• EXERCISE INSTRUCTIONS: In the passage on predictive trees for LiDAR point clouds, what does i represent in the (r, ϕ, i) coordinate system?

• ARTICLE:
• • • • • • •

MPEG G-PCC traverses the predictive tree by depth first search, employing rate distortion optimization to select the optimal coding mode for each node to be encoded and recording the selected mode [48]. Additionally, the prediction residual is encoded. Moreover, a specialized predictive tree structure is proposed for the coefficient point cloud obtained from rotating LiDAR with known parameters. This novel predictive tree fully leverages the characteristics of point cloud data collected by rotating LiDAR and transforms Cartesian coordinates into an (r, ϕ, i) coordinate system that better describes LiDAR point clouds. Herein, r represents radius while ϕ denotes rotation angle, i corresponds to the serial number of the respective radar head inclined at a specific angle. The point cloud is acquired through by a series of lasers rotating around the vertical direction at a certain speed with different inclination angles [64]. For each point in Cartesian coordinate system, the radar head serial number can be uniquely determined by the different heights of radar heads. In the new coordinate system, the construction process of the predictive tree dispenes with the computationally complex nearest neighbor search process. Points with the same i form a linked list structure. If a linked list exists for a given current point, it will be directly added. Otherwise, if no linked list exists for said current point, its parent node will be selected from neighboring points belonging to other linked lists. This way the predictive tree is built with very low complexity. Due to the full use of rotating Li-DAR information, the proposed method can achieve similar geometry coding performance as the predictive tree based on Cartesian coordinate system [23].

• • • • • • •

• INFORMATION SHOWN:
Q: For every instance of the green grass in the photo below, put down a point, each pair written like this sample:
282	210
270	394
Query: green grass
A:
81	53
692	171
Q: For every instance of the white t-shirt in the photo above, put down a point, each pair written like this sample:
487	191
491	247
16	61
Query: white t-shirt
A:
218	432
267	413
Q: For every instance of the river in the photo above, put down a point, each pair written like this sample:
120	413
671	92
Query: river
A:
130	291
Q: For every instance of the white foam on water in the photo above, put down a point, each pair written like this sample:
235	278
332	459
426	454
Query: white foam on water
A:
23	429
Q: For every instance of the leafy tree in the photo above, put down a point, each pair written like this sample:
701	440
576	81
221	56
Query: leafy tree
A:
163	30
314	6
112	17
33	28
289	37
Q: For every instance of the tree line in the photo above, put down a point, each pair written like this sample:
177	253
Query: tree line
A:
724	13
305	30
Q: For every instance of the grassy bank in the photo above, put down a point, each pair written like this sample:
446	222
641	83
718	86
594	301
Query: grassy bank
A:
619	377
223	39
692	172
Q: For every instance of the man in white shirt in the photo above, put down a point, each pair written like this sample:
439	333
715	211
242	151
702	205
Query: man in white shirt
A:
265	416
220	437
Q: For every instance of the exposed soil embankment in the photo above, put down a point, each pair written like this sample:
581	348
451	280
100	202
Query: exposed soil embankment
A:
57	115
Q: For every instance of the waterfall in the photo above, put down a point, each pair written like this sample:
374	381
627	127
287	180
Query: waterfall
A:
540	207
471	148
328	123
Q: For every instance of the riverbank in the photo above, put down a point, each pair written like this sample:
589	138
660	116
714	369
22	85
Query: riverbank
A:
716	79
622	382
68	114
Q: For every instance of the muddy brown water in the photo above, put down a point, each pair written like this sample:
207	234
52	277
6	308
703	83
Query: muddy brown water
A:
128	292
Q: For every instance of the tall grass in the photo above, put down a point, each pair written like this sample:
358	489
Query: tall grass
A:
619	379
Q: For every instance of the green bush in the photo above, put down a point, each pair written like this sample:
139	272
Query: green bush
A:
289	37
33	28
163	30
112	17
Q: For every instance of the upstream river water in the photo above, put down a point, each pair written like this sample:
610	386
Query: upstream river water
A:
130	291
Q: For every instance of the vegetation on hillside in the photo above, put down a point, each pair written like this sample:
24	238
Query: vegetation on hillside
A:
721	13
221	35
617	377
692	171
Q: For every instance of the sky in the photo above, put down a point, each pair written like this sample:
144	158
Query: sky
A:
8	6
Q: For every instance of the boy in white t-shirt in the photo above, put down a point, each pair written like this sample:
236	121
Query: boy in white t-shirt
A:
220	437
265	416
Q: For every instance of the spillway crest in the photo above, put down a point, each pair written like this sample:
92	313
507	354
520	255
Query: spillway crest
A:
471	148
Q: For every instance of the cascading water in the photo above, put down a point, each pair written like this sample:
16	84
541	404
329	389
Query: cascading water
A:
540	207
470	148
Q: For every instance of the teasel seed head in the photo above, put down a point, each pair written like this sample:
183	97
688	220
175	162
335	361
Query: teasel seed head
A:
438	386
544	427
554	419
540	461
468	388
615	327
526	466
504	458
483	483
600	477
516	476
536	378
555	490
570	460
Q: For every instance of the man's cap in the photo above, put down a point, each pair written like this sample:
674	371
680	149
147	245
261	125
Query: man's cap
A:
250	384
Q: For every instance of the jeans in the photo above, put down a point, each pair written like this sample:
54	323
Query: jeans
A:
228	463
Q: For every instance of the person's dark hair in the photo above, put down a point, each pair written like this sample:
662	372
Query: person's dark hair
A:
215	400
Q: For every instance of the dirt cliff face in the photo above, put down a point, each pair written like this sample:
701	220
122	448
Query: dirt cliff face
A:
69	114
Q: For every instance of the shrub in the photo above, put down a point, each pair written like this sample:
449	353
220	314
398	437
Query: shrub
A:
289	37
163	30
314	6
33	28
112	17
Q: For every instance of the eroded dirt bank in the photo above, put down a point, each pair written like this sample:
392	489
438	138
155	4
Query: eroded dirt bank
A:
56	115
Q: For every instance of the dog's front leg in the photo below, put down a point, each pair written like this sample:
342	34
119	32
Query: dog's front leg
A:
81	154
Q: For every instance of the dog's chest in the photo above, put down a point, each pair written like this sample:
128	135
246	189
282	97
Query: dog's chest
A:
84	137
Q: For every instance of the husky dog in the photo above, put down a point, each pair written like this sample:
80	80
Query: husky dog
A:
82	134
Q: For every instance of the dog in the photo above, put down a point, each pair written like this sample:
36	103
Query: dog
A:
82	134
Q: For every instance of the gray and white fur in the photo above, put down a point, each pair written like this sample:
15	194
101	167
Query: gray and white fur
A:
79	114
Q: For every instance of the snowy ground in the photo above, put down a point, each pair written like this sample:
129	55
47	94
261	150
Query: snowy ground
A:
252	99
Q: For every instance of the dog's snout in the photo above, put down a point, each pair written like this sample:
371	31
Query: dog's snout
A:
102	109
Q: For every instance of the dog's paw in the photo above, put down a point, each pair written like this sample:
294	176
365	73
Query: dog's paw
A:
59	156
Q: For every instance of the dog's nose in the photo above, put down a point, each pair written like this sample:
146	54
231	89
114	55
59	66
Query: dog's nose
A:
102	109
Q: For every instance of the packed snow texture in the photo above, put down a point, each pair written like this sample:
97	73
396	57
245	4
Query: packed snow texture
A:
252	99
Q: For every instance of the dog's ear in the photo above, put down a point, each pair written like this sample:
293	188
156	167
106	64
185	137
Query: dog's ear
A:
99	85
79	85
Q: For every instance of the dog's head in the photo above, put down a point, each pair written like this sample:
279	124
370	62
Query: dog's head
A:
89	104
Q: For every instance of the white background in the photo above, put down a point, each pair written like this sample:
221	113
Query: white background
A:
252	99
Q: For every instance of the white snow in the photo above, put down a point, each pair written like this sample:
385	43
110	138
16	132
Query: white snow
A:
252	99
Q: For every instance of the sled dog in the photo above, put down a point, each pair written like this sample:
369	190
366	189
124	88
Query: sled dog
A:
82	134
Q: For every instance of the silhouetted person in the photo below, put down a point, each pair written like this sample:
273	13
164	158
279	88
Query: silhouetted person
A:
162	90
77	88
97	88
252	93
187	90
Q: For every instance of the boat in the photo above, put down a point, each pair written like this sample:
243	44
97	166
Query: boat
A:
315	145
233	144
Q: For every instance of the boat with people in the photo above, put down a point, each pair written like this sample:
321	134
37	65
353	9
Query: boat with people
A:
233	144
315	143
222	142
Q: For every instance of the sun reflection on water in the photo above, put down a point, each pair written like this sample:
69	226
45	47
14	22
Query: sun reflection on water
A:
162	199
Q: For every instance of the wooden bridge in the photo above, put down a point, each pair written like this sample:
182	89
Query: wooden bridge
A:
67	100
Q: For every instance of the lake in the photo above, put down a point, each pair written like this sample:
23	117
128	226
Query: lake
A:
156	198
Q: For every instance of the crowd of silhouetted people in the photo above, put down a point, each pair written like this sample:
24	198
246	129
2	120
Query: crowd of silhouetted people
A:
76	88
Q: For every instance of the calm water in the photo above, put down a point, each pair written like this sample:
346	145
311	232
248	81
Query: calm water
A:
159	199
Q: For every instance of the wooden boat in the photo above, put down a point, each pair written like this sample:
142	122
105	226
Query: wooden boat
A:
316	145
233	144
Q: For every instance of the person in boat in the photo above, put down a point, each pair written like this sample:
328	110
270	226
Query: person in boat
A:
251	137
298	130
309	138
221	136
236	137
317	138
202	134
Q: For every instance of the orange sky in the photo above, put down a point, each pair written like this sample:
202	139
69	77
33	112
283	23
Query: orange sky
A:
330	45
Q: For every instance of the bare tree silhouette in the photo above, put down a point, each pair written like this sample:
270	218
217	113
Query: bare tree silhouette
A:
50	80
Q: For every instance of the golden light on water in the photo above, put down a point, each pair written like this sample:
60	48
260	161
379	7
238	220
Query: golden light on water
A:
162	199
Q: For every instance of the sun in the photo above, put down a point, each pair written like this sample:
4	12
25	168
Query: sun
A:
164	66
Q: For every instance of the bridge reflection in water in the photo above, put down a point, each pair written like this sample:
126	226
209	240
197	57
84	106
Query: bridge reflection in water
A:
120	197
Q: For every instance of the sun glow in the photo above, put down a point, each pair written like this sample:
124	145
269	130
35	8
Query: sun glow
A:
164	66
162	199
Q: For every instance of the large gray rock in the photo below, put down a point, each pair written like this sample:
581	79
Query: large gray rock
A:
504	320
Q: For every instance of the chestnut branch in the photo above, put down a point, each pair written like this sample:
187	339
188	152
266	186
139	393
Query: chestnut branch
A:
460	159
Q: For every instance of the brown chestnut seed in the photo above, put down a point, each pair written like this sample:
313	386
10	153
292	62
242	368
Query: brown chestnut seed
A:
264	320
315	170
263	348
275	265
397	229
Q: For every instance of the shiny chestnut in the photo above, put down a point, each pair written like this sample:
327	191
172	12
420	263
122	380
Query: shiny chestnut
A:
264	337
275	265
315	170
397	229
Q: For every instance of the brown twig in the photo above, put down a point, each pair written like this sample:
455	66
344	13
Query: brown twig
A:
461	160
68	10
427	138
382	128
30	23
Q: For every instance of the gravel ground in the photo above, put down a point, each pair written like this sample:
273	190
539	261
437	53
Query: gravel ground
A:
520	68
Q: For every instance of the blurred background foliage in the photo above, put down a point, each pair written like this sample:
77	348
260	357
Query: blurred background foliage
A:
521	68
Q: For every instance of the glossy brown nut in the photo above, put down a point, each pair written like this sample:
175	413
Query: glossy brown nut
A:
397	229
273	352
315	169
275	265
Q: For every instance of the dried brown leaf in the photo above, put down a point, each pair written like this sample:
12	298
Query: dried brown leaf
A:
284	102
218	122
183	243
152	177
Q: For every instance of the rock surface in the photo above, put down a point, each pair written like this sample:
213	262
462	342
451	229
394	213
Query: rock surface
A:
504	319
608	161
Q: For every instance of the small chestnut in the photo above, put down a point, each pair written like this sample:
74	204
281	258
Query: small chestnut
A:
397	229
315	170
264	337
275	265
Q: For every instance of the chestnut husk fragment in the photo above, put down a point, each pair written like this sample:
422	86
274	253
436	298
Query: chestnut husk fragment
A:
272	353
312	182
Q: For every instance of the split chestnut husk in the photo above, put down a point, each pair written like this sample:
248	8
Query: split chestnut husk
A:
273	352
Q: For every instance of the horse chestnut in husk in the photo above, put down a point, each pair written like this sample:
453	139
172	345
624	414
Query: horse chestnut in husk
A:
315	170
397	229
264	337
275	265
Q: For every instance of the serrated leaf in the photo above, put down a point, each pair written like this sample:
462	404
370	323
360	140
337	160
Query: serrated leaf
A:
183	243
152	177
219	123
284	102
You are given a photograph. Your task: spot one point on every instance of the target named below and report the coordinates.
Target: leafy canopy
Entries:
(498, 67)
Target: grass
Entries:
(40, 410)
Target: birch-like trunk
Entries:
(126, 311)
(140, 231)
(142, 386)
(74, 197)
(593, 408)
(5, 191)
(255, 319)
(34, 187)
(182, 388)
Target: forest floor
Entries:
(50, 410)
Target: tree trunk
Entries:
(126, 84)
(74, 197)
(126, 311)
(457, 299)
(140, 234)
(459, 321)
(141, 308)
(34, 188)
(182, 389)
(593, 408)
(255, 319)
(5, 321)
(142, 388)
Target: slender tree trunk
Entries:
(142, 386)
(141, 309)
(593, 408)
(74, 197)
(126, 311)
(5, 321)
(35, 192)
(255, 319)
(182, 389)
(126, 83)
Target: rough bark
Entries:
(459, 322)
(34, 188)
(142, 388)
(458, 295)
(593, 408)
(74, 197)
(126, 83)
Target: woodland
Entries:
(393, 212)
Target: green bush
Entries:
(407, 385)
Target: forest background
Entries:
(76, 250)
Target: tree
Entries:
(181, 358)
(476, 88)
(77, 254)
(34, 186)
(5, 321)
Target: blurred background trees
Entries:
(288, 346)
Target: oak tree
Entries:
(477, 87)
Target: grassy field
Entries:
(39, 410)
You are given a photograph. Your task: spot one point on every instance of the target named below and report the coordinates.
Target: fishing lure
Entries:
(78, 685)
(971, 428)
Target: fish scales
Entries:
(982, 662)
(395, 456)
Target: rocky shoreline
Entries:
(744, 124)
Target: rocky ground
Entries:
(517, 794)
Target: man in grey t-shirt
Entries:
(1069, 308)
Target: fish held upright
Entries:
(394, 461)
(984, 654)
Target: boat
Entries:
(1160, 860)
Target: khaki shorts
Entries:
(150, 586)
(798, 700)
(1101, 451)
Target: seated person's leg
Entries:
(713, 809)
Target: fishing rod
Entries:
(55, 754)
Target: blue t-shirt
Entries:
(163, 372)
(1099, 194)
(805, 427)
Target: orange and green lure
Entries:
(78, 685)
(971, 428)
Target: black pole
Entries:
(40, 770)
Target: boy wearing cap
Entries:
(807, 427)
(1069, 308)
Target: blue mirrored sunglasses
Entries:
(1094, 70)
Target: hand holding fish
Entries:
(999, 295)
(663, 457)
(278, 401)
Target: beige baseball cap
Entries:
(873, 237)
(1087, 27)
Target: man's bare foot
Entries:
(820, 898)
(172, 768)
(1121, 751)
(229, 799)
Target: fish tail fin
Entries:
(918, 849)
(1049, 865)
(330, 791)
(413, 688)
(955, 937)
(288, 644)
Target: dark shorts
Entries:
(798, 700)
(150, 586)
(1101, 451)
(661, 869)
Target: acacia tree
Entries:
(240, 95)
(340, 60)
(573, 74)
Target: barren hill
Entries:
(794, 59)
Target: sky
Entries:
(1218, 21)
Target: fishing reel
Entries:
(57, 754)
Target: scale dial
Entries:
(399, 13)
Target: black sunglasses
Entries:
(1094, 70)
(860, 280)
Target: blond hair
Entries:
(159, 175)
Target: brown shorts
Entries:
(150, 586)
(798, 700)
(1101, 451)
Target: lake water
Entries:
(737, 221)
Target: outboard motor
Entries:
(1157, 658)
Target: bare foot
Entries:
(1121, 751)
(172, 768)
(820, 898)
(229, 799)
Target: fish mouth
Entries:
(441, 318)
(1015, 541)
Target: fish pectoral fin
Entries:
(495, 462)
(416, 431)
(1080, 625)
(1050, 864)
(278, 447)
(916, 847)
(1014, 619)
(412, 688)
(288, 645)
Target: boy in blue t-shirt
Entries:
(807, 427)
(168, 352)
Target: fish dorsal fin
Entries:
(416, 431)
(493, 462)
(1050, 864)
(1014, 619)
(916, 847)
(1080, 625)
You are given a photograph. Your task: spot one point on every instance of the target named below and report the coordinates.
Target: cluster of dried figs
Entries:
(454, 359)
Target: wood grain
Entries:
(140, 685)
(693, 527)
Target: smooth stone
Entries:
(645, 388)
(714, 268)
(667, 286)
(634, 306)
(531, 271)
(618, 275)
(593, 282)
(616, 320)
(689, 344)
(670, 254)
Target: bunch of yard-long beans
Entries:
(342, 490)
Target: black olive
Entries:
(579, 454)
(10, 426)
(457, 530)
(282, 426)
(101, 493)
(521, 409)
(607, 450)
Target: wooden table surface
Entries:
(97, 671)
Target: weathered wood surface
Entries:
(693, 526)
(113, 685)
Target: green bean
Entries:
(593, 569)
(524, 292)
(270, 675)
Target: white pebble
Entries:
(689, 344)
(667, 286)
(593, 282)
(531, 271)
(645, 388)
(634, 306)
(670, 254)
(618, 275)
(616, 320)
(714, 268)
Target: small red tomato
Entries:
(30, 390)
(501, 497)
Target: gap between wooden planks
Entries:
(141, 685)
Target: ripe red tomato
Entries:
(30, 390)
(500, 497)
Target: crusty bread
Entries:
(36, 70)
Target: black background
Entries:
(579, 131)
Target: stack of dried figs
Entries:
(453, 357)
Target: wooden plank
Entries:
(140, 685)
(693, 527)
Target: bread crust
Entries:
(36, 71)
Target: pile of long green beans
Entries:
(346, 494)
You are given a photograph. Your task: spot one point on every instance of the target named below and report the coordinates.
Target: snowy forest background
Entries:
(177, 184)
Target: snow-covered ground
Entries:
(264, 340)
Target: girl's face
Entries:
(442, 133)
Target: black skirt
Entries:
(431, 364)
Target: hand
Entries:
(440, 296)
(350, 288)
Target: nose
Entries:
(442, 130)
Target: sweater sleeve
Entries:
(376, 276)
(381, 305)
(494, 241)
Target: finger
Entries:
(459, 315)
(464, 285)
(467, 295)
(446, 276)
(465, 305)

• • • • • • •

• RESPONSE TO THE TASK: The serial number of the radar head inclined at a specific angle.